> **Stated problem**: Starting at the line that contains "of the fallen", print every remaining line of the entries, unchanged, and output nothing more.

** BEGIN **

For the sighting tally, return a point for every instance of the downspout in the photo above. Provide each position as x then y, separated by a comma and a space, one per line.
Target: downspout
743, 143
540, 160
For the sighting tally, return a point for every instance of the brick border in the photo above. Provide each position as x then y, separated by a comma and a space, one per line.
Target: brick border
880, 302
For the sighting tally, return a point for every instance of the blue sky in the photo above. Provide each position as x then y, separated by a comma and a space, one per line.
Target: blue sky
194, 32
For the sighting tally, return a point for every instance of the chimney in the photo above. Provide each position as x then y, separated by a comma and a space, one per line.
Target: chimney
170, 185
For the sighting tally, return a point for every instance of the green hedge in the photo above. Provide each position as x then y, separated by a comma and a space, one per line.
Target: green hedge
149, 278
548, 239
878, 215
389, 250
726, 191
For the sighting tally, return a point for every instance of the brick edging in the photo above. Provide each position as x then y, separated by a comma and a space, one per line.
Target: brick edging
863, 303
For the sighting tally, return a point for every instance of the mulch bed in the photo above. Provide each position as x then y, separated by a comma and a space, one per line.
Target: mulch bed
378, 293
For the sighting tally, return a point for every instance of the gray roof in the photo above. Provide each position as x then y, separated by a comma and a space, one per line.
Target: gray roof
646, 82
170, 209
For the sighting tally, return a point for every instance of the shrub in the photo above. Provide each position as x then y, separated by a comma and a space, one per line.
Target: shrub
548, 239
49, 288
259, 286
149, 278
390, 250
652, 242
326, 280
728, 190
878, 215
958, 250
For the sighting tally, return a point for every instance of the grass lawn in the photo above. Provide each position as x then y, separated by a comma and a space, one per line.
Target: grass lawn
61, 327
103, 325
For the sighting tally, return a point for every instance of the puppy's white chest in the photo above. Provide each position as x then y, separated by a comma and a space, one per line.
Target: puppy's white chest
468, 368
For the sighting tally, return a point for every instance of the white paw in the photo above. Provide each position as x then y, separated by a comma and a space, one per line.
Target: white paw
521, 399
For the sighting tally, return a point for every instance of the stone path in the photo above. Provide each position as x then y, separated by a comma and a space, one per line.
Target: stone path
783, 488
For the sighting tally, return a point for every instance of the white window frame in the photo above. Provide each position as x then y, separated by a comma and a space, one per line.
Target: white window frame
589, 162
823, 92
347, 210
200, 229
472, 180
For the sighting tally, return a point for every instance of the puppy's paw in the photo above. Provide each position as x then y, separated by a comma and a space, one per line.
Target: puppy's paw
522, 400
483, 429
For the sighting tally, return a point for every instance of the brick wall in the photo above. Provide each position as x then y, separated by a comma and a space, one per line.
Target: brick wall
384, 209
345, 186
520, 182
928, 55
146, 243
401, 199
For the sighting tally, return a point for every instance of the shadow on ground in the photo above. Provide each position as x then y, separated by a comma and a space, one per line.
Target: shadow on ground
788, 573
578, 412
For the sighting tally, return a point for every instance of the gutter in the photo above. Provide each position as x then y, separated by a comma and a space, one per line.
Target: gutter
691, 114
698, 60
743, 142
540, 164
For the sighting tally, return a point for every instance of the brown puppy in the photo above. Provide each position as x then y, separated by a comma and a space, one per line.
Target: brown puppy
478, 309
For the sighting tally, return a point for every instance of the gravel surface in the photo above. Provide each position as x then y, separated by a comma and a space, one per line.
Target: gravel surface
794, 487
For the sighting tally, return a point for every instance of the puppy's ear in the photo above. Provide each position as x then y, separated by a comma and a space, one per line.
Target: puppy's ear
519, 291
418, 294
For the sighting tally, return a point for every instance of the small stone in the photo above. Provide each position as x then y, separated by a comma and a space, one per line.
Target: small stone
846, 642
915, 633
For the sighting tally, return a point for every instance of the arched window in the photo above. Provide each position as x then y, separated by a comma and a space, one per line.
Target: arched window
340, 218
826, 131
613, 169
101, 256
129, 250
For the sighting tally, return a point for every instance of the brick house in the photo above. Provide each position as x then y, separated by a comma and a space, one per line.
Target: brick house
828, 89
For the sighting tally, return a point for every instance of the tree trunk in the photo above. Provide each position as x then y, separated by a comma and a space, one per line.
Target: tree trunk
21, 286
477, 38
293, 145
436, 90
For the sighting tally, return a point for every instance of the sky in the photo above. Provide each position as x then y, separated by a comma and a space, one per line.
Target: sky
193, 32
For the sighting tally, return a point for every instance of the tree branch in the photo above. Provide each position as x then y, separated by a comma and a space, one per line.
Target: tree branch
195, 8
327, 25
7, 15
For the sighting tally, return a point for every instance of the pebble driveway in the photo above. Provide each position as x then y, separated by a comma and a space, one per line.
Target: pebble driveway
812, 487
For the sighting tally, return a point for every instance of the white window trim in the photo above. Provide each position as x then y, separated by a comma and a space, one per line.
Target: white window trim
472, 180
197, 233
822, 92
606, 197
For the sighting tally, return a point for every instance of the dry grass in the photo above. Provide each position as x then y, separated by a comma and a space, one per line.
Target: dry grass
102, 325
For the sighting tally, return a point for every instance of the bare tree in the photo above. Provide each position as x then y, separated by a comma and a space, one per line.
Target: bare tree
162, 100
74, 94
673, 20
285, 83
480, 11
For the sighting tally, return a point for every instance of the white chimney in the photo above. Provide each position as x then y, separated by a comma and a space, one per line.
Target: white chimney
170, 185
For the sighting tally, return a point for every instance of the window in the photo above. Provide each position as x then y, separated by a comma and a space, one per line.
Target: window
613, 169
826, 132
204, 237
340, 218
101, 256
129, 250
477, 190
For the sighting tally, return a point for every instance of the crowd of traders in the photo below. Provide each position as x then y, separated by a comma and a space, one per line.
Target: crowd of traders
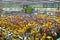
37, 27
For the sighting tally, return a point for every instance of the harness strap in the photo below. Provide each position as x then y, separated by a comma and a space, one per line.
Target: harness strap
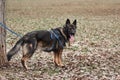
57, 37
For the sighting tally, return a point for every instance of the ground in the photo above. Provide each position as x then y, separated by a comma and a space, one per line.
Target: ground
95, 55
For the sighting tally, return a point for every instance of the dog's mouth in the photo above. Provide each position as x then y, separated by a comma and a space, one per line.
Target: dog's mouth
72, 38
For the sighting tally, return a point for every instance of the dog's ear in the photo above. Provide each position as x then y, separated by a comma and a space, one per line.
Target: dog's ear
75, 22
67, 21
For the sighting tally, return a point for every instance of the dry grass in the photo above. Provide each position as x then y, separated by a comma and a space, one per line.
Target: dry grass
94, 56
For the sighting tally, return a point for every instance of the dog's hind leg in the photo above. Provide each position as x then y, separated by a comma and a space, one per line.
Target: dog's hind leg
28, 50
60, 58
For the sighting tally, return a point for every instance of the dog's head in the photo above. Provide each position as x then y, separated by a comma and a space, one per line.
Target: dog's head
70, 29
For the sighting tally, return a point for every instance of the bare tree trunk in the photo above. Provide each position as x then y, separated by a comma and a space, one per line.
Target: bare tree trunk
3, 59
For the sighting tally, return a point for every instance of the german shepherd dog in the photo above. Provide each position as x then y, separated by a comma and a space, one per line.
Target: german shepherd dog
53, 40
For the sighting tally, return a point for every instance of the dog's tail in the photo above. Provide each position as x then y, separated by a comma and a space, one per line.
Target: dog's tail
15, 49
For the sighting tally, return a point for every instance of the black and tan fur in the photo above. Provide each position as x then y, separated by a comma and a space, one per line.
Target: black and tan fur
30, 42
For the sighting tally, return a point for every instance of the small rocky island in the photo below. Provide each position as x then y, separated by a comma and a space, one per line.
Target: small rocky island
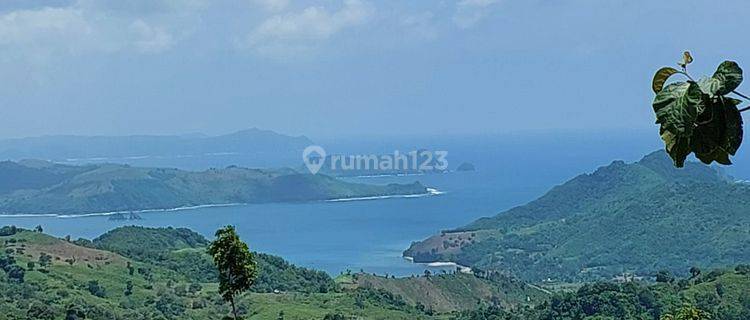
465, 167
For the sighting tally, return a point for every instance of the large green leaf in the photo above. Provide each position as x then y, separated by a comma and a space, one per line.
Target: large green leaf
677, 106
729, 75
678, 147
734, 130
661, 77
718, 133
710, 86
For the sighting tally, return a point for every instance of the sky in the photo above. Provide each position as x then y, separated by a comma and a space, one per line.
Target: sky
329, 68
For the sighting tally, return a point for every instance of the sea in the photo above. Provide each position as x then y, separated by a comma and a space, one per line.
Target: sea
370, 235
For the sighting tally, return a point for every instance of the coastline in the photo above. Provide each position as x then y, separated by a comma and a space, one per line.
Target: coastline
430, 192
442, 264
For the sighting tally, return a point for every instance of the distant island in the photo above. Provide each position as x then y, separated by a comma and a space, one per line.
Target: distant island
638, 218
40, 187
252, 147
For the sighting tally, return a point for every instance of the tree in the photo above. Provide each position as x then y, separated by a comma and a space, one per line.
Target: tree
45, 260
664, 276
129, 288
694, 272
235, 263
699, 117
95, 289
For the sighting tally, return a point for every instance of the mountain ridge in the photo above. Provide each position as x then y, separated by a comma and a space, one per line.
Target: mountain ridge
639, 217
48, 188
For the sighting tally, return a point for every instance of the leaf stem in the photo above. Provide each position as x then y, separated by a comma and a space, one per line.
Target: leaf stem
741, 95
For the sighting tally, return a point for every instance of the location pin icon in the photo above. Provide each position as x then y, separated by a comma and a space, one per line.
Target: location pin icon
314, 157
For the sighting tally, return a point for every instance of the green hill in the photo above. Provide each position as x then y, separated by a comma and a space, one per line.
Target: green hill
165, 273
43, 187
42, 277
719, 294
454, 291
639, 218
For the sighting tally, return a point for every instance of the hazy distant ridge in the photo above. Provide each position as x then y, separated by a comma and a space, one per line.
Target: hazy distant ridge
38, 187
265, 145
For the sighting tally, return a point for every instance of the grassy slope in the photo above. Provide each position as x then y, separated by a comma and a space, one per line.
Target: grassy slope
444, 293
63, 285
638, 217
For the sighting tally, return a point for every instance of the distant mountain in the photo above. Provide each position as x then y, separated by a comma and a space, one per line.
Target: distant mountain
640, 217
44, 187
253, 147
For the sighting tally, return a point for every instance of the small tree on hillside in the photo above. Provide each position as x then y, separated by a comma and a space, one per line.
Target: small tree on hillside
235, 263
699, 116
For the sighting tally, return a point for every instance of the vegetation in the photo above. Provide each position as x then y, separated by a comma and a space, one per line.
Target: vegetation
83, 282
698, 116
236, 265
43, 187
720, 294
636, 218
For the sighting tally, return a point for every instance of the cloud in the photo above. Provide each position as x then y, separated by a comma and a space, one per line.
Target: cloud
304, 30
470, 12
86, 26
421, 25
272, 5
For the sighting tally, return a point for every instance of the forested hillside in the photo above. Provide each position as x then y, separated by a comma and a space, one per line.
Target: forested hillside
637, 218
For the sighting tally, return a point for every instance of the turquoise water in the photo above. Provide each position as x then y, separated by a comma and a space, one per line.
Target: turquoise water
371, 235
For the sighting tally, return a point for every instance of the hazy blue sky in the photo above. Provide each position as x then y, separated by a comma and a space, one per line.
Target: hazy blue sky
329, 67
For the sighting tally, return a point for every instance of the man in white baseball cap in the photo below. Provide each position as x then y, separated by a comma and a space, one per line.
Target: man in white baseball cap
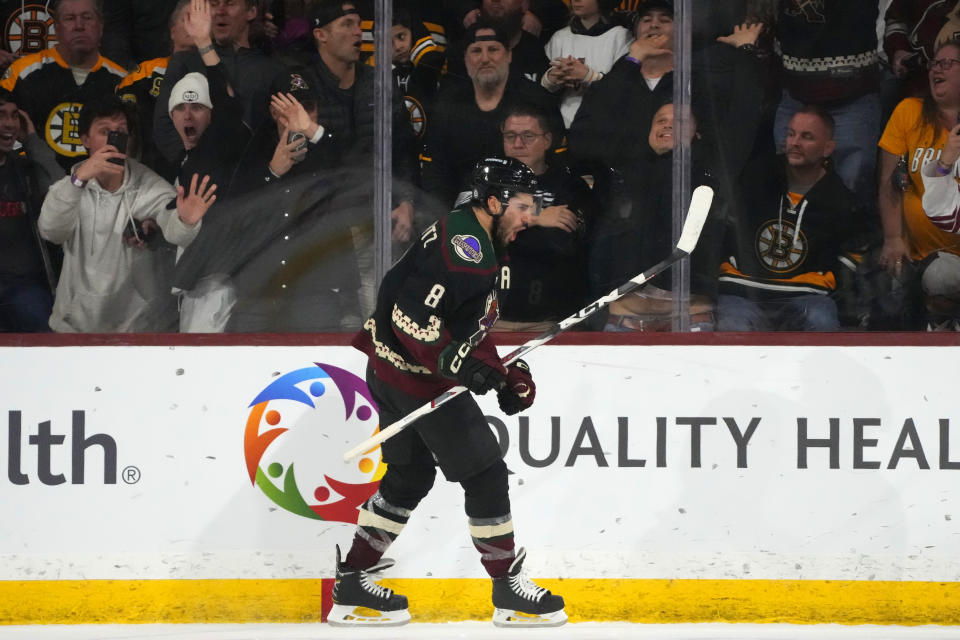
190, 108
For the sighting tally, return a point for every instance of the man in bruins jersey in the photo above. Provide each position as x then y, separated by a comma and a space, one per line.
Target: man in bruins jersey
53, 85
429, 332
142, 88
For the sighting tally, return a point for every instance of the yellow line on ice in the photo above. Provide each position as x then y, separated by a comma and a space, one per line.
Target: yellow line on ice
436, 600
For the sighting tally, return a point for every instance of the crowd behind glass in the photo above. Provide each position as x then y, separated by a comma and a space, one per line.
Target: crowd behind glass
208, 165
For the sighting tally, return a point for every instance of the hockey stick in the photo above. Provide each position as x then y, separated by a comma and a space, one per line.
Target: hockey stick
699, 207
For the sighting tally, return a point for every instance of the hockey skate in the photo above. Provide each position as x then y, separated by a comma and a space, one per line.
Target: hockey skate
359, 601
521, 603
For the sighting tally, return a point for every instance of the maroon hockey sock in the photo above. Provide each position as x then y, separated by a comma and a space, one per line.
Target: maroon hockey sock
378, 525
361, 554
493, 538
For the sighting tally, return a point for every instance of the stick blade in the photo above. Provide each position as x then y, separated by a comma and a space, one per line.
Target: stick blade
700, 203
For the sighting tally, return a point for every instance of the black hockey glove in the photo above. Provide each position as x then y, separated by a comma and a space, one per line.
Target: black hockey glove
477, 370
519, 392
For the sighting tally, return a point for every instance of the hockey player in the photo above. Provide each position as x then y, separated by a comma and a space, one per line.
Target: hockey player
428, 333
53, 85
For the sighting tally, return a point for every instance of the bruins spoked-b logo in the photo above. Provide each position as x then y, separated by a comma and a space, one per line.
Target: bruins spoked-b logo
778, 248
63, 129
29, 29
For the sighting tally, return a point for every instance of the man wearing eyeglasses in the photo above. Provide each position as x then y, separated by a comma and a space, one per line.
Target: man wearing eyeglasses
465, 125
829, 56
548, 261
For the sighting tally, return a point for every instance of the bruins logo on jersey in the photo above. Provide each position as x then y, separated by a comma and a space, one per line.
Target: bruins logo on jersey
418, 117
491, 313
29, 29
776, 247
63, 129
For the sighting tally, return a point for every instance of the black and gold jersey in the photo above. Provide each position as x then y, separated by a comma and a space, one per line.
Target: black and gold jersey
443, 291
44, 86
27, 26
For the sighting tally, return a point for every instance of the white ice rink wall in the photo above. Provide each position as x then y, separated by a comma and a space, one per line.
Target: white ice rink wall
651, 482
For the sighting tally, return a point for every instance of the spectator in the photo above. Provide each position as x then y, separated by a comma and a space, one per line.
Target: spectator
202, 100
300, 270
635, 181
626, 98
112, 282
417, 63
142, 86
288, 144
53, 85
913, 31
829, 56
346, 90
794, 218
247, 69
136, 30
913, 246
636, 229
27, 262
465, 127
548, 260
527, 57
583, 52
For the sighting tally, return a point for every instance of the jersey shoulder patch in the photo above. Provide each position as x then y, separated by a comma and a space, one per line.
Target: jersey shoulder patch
466, 245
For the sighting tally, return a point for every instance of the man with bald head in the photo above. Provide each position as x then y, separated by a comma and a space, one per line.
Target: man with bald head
53, 85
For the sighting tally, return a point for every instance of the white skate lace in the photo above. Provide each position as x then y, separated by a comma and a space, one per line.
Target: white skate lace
525, 588
372, 587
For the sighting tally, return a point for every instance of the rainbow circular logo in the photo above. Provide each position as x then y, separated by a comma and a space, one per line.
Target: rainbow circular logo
297, 430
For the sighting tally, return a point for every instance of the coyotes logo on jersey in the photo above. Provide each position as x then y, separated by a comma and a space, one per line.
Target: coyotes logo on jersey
28, 28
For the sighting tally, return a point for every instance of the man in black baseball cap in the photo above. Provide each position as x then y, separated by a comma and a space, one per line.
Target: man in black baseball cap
665, 6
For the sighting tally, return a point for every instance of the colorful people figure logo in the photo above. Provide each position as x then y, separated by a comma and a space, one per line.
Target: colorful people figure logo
297, 429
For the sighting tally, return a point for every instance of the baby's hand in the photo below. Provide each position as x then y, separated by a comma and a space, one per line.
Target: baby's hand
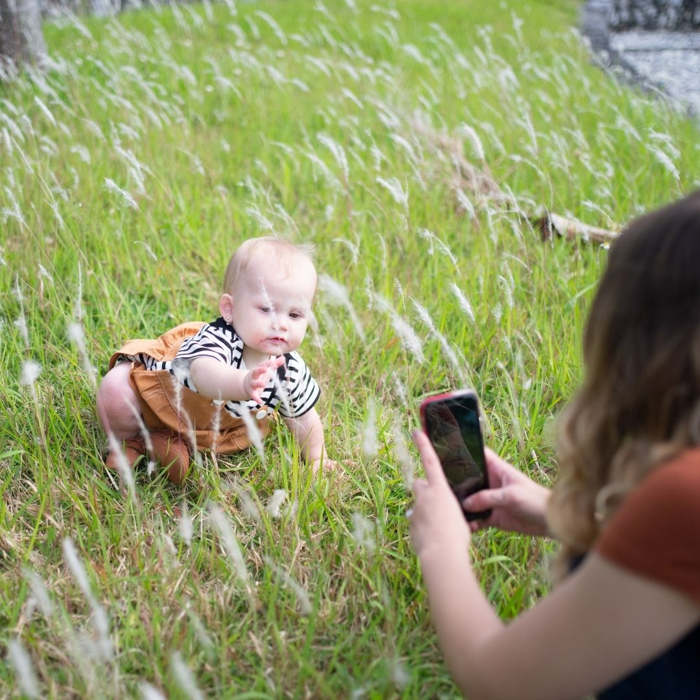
257, 379
329, 465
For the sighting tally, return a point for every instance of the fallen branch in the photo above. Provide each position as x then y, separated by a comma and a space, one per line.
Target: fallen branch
468, 180
550, 224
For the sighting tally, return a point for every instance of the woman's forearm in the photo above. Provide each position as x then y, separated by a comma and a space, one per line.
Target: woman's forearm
461, 614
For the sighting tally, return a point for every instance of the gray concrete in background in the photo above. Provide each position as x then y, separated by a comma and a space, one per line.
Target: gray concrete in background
664, 61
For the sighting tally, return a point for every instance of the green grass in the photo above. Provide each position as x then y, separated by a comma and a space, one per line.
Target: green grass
210, 120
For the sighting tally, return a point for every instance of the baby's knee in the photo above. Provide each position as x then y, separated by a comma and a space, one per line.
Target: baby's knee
117, 403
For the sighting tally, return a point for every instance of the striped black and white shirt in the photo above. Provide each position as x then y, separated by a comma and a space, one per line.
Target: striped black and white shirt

** END **

> **Solved exercise**:
For the sighting tally, return a point for every instance of the fallen branch in the photo above. Provide each position as x then y, separated by a comma and a space, one per line.
Target: fallen branch
468, 180
550, 224
For the sighting tally, return a point for every instance of the woman's forearm in the photo above. Provide each position as x then y, separated by a comma and a space, one per line.
Target: woman's forearm
461, 614
For the sighting tally, return a point for every instance of the gray concrete in background in the photo above. Provide each position as x then y, separated by a comma and a space, one per line.
Target: gray concrete in background
664, 61
For the sighting tally, return a point for every instance of the green grass in the photo above. Provide each position as x then y, separated by a comma and a space, one per line.
Target: green grass
210, 120
For the sighting tally, return a point for every instance of the baby's knee in the photo above. Provide each position as x then y, separated by a comma and a space, one per line.
Target: baby's knee
117, 403
For the sighting tally, return a point for every instance of the striped black and white shirt in the photo above. Provide each position as x then y, separated by a comma and a space, one per line.
Target: striped black and white shirt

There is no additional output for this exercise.